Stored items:

□ □ □

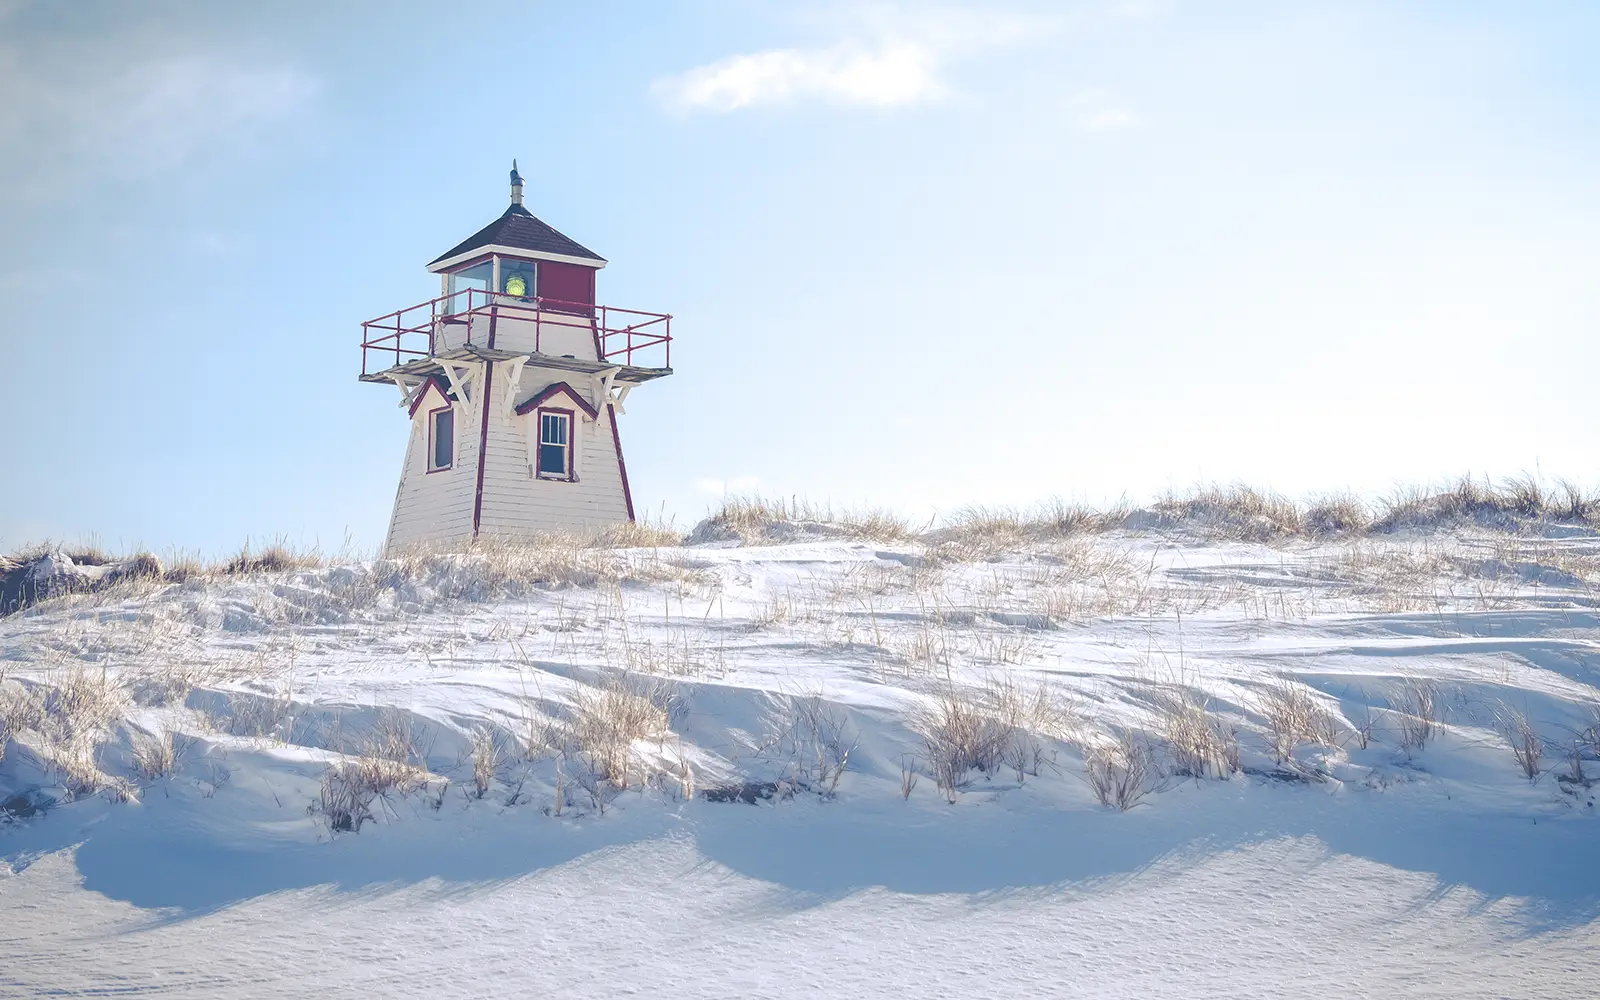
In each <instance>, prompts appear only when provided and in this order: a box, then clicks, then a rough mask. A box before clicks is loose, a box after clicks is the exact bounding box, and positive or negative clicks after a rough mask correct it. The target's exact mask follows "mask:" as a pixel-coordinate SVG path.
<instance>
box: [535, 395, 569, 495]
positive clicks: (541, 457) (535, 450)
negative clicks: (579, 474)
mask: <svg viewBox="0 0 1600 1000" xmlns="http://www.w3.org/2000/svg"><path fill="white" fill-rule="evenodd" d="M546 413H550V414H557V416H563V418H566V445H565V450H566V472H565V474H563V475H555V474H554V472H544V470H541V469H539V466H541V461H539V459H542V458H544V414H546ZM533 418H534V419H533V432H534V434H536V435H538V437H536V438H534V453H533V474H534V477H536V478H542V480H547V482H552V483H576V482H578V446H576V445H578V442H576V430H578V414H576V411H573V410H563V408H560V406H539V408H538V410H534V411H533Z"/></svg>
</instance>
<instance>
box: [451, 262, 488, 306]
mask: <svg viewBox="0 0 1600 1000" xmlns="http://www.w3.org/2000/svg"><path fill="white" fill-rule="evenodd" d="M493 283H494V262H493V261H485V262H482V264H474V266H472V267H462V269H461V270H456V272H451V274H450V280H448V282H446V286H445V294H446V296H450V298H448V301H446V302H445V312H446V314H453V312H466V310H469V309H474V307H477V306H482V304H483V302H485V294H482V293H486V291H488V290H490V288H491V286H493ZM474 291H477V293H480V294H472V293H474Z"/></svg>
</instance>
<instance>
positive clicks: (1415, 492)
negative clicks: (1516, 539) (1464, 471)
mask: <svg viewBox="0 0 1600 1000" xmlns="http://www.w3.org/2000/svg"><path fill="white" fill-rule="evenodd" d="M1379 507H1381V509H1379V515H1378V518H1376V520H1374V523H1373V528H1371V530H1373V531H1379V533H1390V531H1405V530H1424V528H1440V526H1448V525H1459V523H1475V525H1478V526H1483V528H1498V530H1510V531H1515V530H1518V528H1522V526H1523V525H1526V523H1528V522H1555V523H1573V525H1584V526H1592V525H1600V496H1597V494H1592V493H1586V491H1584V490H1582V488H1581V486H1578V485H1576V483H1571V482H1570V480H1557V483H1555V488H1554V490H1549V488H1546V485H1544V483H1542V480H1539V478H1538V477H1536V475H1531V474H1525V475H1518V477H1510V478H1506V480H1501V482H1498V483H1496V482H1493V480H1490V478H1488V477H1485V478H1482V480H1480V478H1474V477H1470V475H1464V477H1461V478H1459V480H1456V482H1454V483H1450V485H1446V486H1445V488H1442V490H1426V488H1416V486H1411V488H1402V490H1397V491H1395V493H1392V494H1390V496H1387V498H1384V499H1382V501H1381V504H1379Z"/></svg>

□ □ □

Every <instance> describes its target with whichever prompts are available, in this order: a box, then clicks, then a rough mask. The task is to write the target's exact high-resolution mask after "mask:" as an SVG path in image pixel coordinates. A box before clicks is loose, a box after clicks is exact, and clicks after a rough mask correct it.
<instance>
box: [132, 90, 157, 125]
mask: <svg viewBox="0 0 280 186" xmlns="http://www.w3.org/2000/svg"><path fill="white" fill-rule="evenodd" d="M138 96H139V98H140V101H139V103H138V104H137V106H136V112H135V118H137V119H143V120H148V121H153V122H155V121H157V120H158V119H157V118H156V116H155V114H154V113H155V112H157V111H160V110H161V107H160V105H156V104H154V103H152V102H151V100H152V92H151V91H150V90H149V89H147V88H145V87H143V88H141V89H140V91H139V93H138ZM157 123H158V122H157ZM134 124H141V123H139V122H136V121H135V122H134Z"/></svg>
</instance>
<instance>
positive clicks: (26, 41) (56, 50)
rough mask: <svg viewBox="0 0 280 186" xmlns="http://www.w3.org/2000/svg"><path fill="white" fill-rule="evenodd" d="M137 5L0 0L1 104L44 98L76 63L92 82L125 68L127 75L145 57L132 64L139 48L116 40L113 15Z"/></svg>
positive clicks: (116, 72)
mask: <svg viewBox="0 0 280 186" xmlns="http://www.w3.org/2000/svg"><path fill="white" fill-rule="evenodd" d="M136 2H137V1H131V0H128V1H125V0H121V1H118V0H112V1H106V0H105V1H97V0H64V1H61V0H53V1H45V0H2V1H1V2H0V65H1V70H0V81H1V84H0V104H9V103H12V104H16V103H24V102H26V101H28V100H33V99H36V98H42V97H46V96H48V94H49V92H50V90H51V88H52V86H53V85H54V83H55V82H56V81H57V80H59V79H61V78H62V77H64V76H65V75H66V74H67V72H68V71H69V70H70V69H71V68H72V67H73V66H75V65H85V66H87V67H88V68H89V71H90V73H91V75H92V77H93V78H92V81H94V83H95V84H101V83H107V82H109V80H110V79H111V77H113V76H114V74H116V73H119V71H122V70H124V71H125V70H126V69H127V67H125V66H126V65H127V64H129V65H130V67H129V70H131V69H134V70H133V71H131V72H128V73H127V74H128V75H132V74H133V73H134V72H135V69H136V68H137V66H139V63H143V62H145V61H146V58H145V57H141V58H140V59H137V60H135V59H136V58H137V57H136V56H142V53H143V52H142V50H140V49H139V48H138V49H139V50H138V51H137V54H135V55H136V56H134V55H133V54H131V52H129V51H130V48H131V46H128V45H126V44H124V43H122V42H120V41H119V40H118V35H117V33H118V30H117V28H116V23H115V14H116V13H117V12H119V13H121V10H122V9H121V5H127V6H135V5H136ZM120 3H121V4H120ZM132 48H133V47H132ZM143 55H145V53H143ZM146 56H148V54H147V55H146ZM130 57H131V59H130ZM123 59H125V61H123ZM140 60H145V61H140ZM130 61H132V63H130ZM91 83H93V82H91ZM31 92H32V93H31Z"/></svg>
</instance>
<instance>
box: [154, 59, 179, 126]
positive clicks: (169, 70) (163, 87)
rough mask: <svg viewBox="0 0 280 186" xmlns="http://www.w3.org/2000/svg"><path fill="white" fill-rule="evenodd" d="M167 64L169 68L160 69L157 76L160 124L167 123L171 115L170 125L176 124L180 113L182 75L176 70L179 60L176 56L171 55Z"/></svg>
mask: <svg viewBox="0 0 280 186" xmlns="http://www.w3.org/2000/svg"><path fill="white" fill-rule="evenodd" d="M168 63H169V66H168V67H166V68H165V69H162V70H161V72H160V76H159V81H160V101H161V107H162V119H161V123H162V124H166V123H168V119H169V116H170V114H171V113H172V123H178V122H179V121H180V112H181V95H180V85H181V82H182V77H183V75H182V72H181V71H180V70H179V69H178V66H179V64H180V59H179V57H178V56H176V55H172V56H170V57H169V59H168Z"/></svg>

□ □ □

▸ The problem:
Take the part of the material that opens with the line containing "In each <instance>, prompts" and closes with the line containing "negative clicks: (579, 474)". Reproduce only those lines, swapping every "clicks" for "points" and leaving everything else unchanged.

▸ Solution below:
In each <instance>, prompts appear only when provided and in this order: a box, then points, then a rough mask. A box before points is loose, a box after points is the exact bounding box, and positive or negative points after a rough mask correct it. The target's exact mask follows "mask:" as a pixel-coordinate SVG path.
<instance>
box: [535, 395, 569, 495]
positive points: (541, 457) (535, 450)
negative points: (579, 474)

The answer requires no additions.